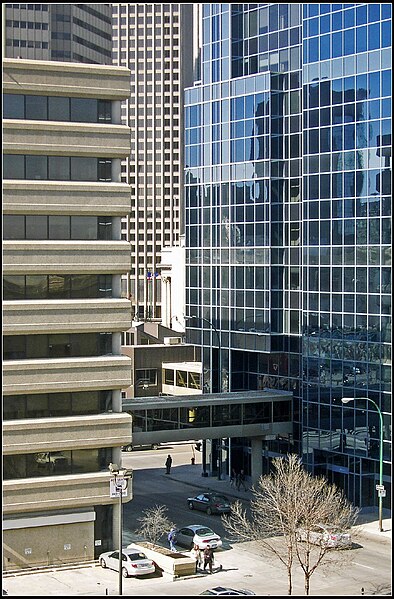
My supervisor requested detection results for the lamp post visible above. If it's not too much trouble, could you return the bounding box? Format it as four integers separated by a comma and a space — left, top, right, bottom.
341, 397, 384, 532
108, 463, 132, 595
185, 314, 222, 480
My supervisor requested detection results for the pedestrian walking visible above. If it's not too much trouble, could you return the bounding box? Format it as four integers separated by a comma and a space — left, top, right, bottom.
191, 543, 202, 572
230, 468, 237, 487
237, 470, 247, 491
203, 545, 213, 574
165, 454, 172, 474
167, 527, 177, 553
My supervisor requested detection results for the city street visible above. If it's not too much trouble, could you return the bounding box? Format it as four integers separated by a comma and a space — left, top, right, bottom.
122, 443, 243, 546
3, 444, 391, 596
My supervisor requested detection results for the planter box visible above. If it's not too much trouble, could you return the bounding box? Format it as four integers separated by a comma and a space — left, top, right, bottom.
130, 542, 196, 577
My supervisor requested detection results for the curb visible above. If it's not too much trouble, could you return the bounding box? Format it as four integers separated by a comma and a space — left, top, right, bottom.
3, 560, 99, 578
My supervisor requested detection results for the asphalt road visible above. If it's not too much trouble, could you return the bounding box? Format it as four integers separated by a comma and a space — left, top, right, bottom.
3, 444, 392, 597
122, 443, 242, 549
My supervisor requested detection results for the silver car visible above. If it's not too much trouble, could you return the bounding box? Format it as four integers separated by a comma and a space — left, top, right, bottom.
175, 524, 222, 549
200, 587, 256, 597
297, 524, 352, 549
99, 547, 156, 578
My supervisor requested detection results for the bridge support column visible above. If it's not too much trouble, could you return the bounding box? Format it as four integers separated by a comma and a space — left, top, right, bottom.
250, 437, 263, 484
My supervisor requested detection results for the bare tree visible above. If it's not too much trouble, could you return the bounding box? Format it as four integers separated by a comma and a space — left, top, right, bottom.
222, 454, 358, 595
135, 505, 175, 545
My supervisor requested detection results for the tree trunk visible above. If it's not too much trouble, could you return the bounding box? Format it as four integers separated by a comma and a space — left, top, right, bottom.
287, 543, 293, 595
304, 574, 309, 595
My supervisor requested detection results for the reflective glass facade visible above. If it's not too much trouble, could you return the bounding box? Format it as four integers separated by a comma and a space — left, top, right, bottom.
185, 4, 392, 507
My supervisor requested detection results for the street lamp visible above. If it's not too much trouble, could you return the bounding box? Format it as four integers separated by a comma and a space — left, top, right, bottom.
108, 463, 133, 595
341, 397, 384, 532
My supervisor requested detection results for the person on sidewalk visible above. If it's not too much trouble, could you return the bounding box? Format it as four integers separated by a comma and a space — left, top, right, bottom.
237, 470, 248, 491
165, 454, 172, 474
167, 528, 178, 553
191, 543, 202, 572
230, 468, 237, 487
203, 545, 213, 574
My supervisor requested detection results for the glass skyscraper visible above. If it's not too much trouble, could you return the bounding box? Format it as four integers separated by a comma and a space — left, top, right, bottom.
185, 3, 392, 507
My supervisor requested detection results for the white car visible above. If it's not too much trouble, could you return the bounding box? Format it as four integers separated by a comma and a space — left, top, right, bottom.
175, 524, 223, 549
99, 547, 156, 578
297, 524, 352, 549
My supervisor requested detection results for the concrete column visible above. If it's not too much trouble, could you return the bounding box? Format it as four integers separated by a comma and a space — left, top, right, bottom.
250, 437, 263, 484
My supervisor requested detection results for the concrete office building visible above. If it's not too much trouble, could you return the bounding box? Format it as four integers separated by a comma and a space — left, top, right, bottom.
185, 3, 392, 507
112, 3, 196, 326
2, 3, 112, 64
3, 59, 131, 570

+++

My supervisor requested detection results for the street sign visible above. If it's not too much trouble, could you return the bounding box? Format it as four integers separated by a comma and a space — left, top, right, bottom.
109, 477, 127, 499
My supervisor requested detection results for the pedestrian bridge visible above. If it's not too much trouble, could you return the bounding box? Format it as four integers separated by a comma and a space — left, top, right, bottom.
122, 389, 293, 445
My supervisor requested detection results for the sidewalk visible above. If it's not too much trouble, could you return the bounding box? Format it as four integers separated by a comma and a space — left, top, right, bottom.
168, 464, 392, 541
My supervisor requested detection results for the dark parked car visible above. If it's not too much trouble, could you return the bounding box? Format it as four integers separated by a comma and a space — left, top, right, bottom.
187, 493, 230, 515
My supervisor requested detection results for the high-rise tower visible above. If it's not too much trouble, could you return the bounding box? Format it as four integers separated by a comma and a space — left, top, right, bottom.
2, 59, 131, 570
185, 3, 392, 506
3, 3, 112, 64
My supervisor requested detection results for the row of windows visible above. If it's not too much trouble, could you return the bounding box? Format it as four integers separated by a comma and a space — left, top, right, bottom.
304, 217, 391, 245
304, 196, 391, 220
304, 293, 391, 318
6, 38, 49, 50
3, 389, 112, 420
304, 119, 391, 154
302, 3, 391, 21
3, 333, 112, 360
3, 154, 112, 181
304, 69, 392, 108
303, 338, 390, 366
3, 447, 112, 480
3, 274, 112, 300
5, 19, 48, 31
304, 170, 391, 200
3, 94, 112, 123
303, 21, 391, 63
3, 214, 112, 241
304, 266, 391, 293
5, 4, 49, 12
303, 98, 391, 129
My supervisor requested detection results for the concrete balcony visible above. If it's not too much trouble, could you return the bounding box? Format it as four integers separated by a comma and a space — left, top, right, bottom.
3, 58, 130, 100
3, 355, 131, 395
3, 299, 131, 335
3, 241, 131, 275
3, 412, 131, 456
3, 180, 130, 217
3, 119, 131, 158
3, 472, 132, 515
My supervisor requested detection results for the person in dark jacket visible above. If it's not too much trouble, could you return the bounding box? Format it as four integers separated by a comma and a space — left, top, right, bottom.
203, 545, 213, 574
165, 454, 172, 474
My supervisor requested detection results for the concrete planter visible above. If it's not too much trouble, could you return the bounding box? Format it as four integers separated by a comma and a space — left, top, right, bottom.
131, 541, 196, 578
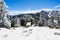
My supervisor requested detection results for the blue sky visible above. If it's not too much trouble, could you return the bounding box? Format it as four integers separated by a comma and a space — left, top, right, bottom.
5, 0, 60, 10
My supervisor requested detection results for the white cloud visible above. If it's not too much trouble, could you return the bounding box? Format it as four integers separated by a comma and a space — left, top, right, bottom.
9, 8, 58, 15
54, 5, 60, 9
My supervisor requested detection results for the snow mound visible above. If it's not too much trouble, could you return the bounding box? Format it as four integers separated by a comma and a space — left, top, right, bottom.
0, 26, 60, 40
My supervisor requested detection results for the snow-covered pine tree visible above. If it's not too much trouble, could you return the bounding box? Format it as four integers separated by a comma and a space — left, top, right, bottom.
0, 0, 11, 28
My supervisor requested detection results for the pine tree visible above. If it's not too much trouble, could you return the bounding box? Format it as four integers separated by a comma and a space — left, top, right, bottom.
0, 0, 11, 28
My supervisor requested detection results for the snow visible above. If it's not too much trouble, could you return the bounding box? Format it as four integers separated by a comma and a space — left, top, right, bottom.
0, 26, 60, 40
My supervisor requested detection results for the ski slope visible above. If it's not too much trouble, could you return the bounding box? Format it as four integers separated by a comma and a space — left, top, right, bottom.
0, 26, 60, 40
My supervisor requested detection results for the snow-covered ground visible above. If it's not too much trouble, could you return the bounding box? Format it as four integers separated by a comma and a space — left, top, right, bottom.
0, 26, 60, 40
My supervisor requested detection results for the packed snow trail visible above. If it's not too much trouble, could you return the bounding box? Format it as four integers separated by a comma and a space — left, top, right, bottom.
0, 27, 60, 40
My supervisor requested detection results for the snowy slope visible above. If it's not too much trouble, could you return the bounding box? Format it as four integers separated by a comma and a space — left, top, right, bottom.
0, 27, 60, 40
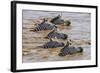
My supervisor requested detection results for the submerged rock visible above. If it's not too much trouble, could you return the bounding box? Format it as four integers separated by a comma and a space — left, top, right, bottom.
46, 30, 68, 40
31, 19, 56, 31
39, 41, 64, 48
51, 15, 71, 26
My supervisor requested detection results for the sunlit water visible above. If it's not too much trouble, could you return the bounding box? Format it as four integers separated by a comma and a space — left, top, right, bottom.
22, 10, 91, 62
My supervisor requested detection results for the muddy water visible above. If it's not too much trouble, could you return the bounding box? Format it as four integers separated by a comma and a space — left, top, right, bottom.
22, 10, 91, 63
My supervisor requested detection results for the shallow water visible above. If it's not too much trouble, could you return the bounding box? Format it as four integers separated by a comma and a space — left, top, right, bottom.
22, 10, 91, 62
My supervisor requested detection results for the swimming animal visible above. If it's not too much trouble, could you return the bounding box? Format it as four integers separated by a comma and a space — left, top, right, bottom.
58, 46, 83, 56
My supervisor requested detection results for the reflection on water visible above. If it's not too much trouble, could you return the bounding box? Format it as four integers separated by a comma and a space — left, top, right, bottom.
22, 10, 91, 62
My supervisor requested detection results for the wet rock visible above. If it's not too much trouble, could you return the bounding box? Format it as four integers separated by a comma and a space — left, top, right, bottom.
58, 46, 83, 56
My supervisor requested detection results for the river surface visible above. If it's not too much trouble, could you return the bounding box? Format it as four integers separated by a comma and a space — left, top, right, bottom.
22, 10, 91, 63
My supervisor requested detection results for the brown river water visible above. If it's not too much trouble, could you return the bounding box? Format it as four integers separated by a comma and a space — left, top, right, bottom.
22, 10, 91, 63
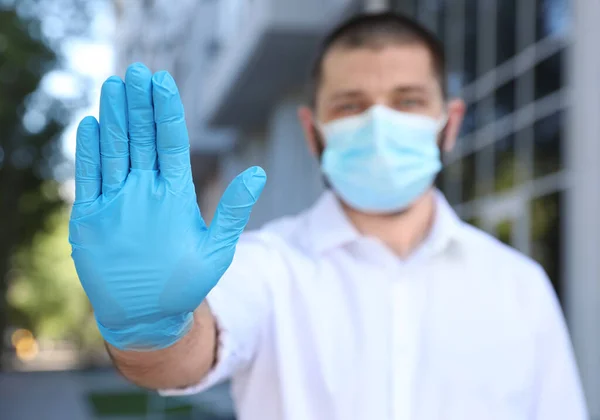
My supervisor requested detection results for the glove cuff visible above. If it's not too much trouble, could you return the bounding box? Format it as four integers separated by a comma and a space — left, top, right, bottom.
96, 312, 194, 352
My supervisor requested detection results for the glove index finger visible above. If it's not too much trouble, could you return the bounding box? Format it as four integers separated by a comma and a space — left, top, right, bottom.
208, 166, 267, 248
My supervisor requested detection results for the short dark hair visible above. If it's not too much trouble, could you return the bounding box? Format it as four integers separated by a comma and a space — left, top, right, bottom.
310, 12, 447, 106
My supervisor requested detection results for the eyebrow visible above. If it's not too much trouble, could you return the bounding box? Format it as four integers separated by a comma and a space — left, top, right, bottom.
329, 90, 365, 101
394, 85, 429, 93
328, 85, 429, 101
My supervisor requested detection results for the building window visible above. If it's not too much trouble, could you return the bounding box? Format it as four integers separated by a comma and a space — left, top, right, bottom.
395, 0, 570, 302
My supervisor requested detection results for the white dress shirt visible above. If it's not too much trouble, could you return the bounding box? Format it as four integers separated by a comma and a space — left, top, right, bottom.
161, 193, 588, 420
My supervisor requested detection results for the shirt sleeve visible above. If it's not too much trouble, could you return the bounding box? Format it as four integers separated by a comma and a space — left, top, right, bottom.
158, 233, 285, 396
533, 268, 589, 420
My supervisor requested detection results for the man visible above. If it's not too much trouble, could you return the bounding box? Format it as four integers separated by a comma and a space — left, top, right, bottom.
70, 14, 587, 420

+++

• **Given task**: Convert the data from the line with "My supervisor requested detection results for the lamp" to the line with "130, 542, 196, 577" into a numbered list, leaving out blank lines.

• **Response**:
1. My supervisor requested detection results for the lamp post visible above. If it's not too much trouble, could you return the bounding box? Format it as four integers separated by a comma and a space — left, top, right, bottom.
2. 341, 397, 384, 532
3. 108, 463, 132, 595
4. 185, 314, 222, 480
5. My supervisor requested detection results for the pedestrian walking visible above. If it's not too much trouble, could you return the bounding box? Format it as four integers separated by a comma and a space — left, top, right, bottom.
6. 191, 543, 202, 572
7. 230, 468, 237, 487
8. 237, 470, 247, 491
9. 203, 545, 213, 574
10. 165, 454, 172, 474
11. 167, 527, 177, 553
12. My supervisor requested detection results for the city street visible above. If it's not too much trouble, could you return the bounding box? Format it as four integers separated by a comma and a space — left, top, right, bottom.
13. 122, 443, 243, 546
14. 3, 444, 391, 596
15. My supervisor requested detection results for the planter box visible above. If it's not too much trouble, could you return the bounding box? Format it as four integers separated by a comma and a space — left, top, right, bottom.
16. 130, 542, 196, 577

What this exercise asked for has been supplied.